Lawyer Alberto Ortiz Galind posted a video of what he claims is footage from a hospital showing corpses piled up in a hospital closet space. Galind says that he believes over 1,000 people have died in Ecuador in the past week alone.

Galind’s video was followed by a picture of bodies in black body bags laid on the floor of what looks like a hospital. That picture was sourced to another video found on Twitter posted by an Ecuadorian user who walked through halls filled with bodies alleged to be those of COVID-19 victims.

Even more grisly, another Twitter user posted a video of the body of an alleged COVID-19 victim being burned in the street, stating that the family had waited for days for the body to be retrieved before taking matters into their own hands.

More videos show bodies being disposed of in this manner, with corpses being put out on the street in furniture before being doused in gasoline and set alight.

Another video from the Ecuadorian capital of Guayaquil was taken by a hospital worker showing that six deceased victims of coronavirus were being stored in a garage-like structure behind due to the morgue being over capacity. The bodies were packed in the same black wrap shown in other videos that have been posted purporting to show coronavirus victims.

Like several other countries including China, Iran, Indonesia, and Russia, Ecuador’s official death toll for the coronavirus is at odds with citizen reports portraying a situation more dire than what is reported to the World Health Organization. That leaves us to question the Ecuadorian government’s efforts to contain the disease.

RECORDS SUPPLIED:
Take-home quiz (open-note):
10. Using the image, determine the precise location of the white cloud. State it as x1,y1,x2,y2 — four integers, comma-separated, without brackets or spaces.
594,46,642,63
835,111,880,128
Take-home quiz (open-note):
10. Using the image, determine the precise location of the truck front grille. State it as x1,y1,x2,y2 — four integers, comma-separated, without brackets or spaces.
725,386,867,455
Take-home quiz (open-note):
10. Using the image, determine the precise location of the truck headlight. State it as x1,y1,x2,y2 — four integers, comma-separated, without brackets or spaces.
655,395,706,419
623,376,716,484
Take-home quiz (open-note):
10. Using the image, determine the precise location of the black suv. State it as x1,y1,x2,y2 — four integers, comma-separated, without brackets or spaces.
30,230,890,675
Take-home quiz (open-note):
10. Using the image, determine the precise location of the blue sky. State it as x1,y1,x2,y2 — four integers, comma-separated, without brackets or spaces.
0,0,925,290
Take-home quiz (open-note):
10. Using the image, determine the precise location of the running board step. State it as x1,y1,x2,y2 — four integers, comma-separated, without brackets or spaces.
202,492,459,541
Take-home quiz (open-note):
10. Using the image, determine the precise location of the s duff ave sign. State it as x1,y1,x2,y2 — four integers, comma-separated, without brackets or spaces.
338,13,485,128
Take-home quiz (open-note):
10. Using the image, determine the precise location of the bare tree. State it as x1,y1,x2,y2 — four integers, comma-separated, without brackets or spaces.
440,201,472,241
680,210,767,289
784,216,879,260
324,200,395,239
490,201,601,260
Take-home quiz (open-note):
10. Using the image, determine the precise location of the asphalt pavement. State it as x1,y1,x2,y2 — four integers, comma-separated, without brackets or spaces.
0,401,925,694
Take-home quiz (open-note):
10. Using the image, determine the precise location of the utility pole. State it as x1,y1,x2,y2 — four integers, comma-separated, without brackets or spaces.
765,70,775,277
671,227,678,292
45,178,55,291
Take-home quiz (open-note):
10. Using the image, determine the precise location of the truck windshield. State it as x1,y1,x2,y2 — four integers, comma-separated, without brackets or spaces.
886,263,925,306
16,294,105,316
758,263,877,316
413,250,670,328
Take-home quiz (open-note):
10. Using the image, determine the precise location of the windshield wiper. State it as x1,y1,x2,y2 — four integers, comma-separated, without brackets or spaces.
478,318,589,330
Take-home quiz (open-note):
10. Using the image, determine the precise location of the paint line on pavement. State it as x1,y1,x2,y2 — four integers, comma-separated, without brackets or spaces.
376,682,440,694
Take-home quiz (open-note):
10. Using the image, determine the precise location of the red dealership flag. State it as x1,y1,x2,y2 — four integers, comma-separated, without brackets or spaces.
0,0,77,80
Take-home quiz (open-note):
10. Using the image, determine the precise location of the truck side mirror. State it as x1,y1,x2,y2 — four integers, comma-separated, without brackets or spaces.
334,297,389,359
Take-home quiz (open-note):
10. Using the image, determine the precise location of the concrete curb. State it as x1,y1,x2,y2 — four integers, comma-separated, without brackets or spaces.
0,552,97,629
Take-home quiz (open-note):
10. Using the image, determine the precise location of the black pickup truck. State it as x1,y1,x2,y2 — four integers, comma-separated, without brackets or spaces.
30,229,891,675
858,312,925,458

TO DO:
Repeat word for word the part of the passage about Ecuador's COVID-19 deaths, starting at "Like several other" and ending at "contain the disease.". Rely on the passage about Ecuador's COVID-19 deaths alone.

RESULT OF THIS TASK:
Like several other countries including China, Iran, Indonesia, and Russia, Ecuador’s official death toll for the coronavirus is at odds with citizen reports portraying a situation more dire than what is reported to the World Health Organization. That leaves us to question the Ecuadorian government’s efforts to contain the disease.